Task description: Each line of the material below needs to be returned exactly as written.

Records:
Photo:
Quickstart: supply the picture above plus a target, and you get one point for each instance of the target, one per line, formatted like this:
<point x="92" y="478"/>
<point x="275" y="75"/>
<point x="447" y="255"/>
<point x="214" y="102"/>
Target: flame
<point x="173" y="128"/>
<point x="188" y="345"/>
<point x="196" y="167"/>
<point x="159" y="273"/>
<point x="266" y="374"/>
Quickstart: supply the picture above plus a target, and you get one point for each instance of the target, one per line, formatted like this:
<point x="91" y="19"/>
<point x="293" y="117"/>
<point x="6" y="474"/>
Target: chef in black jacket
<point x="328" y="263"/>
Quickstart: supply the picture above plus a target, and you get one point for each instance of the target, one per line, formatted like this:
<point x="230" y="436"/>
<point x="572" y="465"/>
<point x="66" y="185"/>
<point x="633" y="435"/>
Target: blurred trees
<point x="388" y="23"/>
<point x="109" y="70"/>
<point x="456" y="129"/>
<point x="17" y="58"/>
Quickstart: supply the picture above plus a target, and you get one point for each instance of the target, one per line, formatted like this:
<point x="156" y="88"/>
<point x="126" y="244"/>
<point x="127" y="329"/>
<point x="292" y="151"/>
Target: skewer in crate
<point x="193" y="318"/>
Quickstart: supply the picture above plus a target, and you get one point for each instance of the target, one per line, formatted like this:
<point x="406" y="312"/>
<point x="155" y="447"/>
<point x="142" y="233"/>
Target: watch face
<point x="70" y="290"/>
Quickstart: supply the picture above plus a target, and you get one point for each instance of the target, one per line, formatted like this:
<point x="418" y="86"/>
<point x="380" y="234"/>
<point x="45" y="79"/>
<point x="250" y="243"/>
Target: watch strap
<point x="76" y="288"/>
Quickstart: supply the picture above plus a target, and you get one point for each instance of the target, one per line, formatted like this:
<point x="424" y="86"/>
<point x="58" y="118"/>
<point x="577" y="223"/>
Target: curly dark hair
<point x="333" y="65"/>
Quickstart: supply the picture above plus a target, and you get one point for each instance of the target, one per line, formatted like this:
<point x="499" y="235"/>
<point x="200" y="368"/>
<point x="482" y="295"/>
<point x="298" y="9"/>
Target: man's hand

Response to the exercise:
Photo:
Quickstart: supply the picture above plus a target, and you get one point for each instance of the target, one per line, formatted like this:
<point x="92" y="478"/>
<point x="275" y="75"/>
<point x="447" y="255"/>
<point x="214" y="102"/>
Target: flame
<point x="173" y="128"/>
<point x="188" y="345"/>
<point x="196" y="167"/>
<point x="159" y="273"/>
<point x="266" y="374"/>
Quickstart: supply the picture above plus a target, and you get one point for each instance of the target, one per line, formatted like this:
<point x="91" y="19"/>
<point x="293" y="117"/>
<point x="6" y="474"/>
Target: chef in black jacket
<point x="328" y="263"/>
Quickstart: supply the picture above plus a target, and you get one point for each instance of the target, one per line, formatted like this:
<point x="230" y="436"/>
<point x="572" y="465"/>
<point x="66" y="185"/>
<point x="633" y="435"/>
Target: blurred trees
<point x="388" y="23"/>
<point x="109" y="70"/>
<point x="456" y="129"/>
<point x="17" y="58"/>
Quickstart: supply the picture above plus a target, and you get one point for each instance of the target, one per line, formatted like this:
<point x="156" y="88"/>
<point x="126" y="244"/>
<point x="127" y="329"/>
<point x="292" y="151"/>
Target: skewer in crate
<point x="193" y="318"/>
Quickstart: supply the picture above plus a target, and you get one point for each instance of the target, one per line, formatted like this:
<point x="406" y="312"/>
<point x="155" y="447"/>
<point x="142" y="233"/>
Target: watch face
<point x="70" y="290"/>
Quickstart: supply the picture above plus a target, and you get one point for each instance of the target, one per line, formatted like this:
<point x="418" y="86"/>
<point x="380" y="234"/>
<point x="45" y="79"/>
<point x="250" y="243"/>
Target: watch strap
<point x="76" y="288"/>
Quickstart: supply the picture above plus a target, and you get one point for each instance of the target, one per line, formatted like this:
<point x="424" y="86"/>
<point x="58" y="118"/>
<point x="577" y="223"/>
Target: curly dark hair
<point x="333" y="65"/>
Quickstart: supply the picture above plus a target, and you get one point for each instance of the target, one per line, formatted like this:
<point x="499" y="235"/>
<point x="200" y="368"/>
<point x="482" y="295"/>
<point x="298" y="9"/>
Target: man's hand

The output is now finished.